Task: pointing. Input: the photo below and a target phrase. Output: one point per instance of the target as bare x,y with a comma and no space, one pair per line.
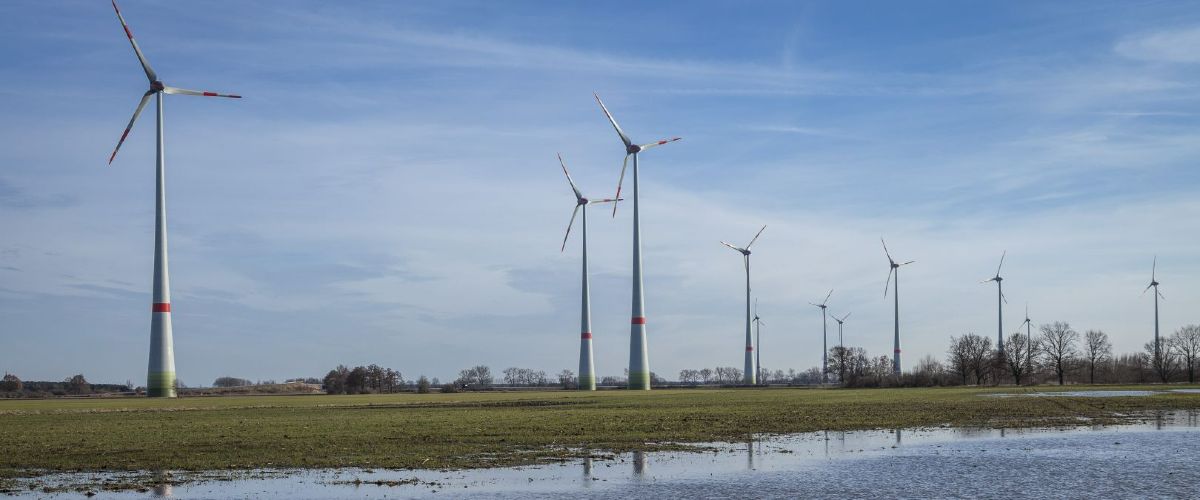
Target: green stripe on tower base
640,380
161,384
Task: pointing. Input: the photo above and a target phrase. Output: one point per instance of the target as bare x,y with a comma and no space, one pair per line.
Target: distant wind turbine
894,270
749,373
757,333
587,367
161,371
1153,283
840,323
825,337
639,357
1000,303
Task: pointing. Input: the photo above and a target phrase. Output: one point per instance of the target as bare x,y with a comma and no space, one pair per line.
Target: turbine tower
840,321
161,371
587,367
1000,303
1153,283
639,359
749,372
825,337
757,333
894,270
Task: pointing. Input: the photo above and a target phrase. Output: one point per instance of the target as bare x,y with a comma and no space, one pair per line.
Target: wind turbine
1000,303
1153,283
894,269
587,367
639,357
825,337
757,333
749,372
161,372
840,321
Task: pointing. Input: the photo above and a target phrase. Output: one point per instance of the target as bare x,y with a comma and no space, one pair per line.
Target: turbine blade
755,236
646,146
129,127
619,181
611,120
197,92
737,248
145,65
575,212
569,180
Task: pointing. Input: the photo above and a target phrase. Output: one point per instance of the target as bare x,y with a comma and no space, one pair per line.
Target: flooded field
1155,458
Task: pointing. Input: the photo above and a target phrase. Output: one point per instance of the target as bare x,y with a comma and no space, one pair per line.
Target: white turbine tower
750,371
894,269
587,368
825,337
639,357
1153,283
1000,303
840,323
161,373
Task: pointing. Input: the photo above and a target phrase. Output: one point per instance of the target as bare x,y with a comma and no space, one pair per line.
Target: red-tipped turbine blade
646,146
198,92
611,120
129,127
619,181
569,227
576,190
145,65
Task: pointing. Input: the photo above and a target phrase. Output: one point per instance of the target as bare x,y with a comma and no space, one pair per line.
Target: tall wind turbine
894,270
757,341
825,337
161,372
587,367
639,357
749,372
840,323
1153,283
1000,303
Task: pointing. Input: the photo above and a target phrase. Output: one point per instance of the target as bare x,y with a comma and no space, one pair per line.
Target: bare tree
1059,347
1097,350
1020,350
1164,360
1186,342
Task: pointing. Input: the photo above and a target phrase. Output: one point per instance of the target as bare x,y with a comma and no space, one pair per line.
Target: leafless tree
1186,342
1163,361
1059,347
1097,350
1020,350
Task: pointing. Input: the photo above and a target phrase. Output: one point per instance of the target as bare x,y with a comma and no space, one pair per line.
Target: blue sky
388,191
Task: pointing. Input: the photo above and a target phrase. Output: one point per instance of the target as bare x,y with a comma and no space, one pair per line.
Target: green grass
486,429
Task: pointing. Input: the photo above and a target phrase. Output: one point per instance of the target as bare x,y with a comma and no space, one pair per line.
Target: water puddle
1155,458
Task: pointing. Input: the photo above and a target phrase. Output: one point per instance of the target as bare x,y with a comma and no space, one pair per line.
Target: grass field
487,429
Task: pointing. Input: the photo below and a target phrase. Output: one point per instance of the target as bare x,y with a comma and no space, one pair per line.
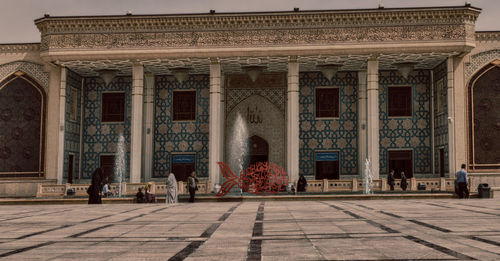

### AIM
Pick out each line of the entries above that contains the word "green" and copy those lines.

### EXERCISE RESULT
Target: green stripe on tower base
Target: green grass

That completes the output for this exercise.